How many lines of the items below contain the string "yellow"? Reply with the number alone.

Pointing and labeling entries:
>> start

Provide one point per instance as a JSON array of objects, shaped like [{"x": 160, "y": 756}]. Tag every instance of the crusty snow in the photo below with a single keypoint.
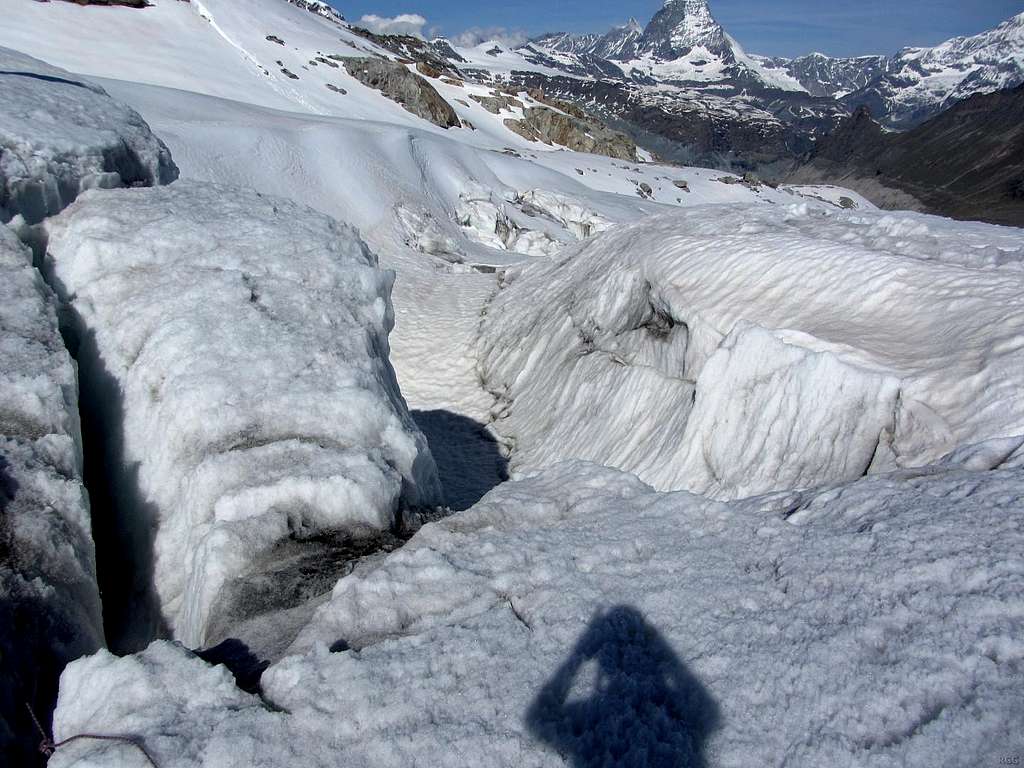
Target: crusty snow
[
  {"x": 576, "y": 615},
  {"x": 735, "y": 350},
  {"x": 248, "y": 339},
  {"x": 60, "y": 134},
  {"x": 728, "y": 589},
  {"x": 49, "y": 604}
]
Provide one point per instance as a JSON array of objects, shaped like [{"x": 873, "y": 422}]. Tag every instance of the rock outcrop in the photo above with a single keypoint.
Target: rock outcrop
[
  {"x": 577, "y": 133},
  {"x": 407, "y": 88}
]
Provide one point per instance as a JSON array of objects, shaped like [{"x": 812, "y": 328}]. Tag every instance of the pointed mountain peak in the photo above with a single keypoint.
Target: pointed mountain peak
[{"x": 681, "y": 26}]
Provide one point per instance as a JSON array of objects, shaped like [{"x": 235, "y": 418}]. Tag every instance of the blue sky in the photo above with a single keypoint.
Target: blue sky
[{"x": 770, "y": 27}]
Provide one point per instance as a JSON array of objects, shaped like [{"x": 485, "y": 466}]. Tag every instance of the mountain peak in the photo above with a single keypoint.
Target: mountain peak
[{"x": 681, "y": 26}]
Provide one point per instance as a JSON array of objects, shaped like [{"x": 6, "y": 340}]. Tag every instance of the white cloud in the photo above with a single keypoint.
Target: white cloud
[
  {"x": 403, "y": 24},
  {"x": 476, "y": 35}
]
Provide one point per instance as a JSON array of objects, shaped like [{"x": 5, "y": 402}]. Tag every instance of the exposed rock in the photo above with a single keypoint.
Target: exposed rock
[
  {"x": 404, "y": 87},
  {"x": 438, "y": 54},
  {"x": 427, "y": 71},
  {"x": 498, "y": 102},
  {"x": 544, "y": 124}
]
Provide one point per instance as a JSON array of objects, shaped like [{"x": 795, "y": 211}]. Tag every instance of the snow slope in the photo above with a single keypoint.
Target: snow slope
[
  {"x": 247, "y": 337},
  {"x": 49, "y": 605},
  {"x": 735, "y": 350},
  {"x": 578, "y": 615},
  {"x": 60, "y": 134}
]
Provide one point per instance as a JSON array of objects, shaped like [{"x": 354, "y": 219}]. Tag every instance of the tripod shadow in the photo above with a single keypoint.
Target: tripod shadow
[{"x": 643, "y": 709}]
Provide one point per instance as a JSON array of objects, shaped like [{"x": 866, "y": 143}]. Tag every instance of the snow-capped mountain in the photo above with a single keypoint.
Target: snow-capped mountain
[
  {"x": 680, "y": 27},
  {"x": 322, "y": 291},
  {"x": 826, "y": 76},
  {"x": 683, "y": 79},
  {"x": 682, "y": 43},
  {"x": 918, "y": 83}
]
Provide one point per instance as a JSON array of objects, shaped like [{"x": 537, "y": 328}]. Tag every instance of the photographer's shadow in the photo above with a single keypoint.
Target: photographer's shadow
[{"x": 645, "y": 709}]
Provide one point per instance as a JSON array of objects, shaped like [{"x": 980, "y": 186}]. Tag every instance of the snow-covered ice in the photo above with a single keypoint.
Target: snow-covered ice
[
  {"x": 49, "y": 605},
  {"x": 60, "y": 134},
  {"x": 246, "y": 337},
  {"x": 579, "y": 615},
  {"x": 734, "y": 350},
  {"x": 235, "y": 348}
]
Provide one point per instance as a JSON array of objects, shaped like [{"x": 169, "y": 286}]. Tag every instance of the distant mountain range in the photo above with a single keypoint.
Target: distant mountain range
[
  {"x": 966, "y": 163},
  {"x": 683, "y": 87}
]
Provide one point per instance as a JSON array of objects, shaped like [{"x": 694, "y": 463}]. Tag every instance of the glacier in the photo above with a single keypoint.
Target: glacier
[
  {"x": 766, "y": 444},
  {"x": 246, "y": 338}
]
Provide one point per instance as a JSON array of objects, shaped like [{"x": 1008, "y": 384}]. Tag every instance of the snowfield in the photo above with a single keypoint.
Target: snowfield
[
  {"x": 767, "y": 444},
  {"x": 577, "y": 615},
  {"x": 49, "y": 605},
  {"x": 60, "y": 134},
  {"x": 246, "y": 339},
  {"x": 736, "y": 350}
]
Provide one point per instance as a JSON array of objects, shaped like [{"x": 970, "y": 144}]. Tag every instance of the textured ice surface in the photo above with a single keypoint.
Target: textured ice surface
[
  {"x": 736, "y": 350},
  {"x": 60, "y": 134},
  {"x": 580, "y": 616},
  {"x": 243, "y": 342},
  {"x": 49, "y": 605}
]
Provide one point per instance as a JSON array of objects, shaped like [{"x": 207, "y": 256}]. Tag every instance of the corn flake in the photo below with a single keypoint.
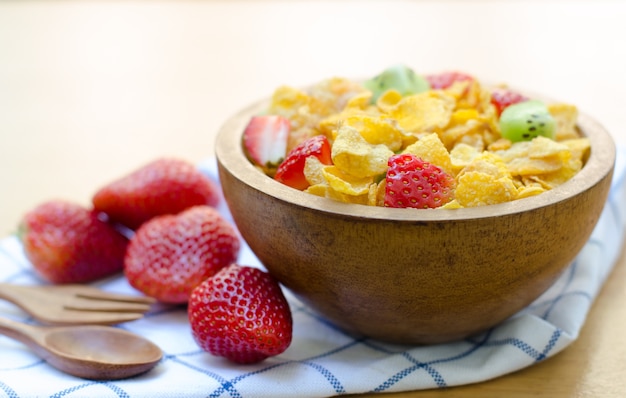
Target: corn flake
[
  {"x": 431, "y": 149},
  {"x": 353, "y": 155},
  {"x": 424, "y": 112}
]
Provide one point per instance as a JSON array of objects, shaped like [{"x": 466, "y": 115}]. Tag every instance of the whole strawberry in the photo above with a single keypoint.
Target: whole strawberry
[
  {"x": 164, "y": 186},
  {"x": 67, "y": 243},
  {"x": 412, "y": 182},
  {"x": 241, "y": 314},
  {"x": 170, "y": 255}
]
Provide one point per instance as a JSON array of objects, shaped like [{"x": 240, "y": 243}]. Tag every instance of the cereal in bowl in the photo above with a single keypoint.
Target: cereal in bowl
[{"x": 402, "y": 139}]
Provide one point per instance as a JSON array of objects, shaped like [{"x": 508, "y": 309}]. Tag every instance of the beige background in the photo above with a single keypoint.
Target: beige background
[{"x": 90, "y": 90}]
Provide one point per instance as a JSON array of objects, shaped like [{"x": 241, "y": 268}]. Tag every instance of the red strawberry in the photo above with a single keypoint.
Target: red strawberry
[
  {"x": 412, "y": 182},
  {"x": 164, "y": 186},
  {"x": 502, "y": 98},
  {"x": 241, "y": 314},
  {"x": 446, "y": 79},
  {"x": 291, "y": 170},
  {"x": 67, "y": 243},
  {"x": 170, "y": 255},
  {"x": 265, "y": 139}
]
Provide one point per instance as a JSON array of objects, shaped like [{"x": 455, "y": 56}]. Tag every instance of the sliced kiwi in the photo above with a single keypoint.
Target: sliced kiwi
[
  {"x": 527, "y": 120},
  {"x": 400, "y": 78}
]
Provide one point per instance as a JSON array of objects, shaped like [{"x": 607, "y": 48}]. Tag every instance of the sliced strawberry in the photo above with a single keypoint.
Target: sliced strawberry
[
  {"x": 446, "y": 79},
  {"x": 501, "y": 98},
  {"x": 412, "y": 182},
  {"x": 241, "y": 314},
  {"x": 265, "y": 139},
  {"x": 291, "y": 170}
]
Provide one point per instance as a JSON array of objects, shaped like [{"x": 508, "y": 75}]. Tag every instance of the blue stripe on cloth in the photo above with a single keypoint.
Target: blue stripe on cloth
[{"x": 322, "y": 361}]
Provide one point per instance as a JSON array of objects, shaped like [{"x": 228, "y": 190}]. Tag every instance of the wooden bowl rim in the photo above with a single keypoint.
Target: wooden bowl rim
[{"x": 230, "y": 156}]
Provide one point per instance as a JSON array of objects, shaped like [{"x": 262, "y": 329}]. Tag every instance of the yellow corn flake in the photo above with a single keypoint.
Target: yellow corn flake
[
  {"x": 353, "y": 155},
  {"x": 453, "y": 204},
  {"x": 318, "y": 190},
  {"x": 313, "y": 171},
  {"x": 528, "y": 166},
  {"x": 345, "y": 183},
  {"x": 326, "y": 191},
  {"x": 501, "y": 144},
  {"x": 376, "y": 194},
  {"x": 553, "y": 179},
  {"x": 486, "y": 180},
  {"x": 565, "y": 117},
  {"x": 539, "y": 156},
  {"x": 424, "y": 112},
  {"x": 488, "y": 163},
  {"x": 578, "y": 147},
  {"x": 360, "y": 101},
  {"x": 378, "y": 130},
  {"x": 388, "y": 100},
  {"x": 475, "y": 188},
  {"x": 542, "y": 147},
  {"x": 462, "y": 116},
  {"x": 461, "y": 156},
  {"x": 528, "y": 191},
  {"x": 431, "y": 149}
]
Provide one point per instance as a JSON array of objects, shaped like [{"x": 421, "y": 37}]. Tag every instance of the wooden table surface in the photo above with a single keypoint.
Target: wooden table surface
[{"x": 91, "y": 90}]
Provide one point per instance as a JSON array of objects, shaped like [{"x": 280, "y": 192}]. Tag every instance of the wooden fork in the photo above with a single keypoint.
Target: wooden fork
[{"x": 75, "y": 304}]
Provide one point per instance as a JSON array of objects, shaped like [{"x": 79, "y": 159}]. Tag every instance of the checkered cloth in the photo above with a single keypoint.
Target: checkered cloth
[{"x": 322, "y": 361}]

>> end
>> start

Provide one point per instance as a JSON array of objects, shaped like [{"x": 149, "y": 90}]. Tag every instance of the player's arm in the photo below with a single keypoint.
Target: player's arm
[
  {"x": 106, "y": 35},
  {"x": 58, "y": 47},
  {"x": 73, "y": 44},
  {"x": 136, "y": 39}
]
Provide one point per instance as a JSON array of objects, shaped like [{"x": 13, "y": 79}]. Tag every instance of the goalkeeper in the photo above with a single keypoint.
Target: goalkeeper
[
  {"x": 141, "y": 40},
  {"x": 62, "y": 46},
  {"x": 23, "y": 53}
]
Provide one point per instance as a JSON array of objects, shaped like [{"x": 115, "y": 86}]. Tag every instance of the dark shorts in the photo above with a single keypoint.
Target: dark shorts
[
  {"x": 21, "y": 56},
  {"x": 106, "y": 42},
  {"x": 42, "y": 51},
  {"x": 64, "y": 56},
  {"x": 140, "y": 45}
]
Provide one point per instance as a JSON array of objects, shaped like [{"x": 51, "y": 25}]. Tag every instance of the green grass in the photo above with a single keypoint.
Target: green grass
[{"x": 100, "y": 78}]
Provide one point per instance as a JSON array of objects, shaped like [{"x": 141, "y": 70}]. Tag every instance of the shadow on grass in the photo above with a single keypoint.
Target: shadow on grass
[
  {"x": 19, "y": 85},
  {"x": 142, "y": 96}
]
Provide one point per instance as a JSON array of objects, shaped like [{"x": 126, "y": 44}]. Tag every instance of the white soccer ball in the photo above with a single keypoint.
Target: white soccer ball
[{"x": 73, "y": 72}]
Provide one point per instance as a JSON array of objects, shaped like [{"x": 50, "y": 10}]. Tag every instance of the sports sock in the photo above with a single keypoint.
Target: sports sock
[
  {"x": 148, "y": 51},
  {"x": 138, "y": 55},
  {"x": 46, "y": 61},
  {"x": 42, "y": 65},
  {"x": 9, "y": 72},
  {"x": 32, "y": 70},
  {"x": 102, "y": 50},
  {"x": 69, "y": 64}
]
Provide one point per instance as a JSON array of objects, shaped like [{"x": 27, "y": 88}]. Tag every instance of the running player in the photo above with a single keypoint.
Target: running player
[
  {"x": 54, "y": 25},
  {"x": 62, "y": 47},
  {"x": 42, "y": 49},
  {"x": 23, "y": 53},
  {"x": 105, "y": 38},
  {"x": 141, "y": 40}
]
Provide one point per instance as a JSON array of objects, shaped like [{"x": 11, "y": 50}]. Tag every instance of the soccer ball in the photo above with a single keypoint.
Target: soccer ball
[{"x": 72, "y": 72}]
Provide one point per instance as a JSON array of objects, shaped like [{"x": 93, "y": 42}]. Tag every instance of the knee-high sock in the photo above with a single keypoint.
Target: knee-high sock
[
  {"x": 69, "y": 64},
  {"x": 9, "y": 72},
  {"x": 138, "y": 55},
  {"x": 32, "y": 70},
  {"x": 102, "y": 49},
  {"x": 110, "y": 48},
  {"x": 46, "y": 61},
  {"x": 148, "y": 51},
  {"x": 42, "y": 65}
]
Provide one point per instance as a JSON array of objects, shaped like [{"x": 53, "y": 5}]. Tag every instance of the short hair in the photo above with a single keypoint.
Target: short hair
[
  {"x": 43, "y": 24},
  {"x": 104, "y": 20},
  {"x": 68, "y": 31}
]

>> end

Result of the task :: 2